• WHAT YOU ARE ASKED TO DO
Which lines run from the one containing "Given the photograph below" through the last line of the records? Copy them exactly, leaving pictures out.

##### INPUT DATA #####

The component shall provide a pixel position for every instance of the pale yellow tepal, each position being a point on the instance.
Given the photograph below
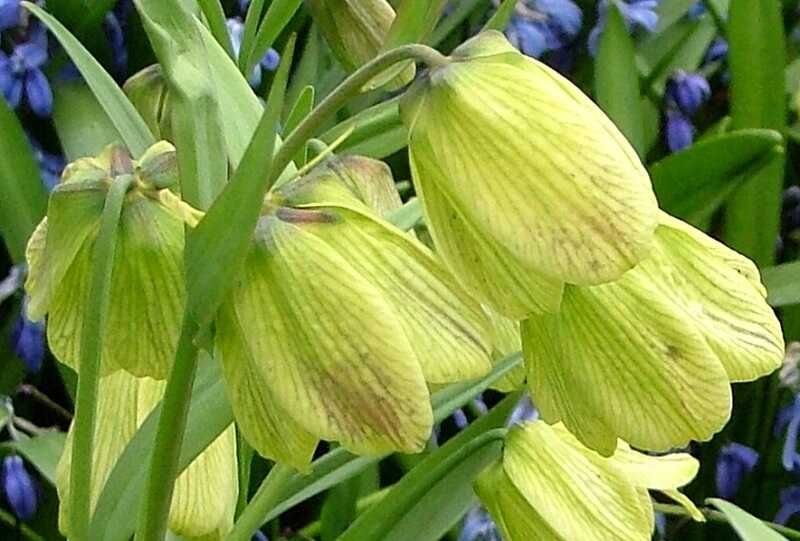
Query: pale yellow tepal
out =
(549, 487)
(650, 358)
(525, 183)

#####

• OUTPUT FOR THIS TASK
Given the photograph below
Query: pale yellow tepal
out =
(549, 487)
(650, 358)
(525, 183)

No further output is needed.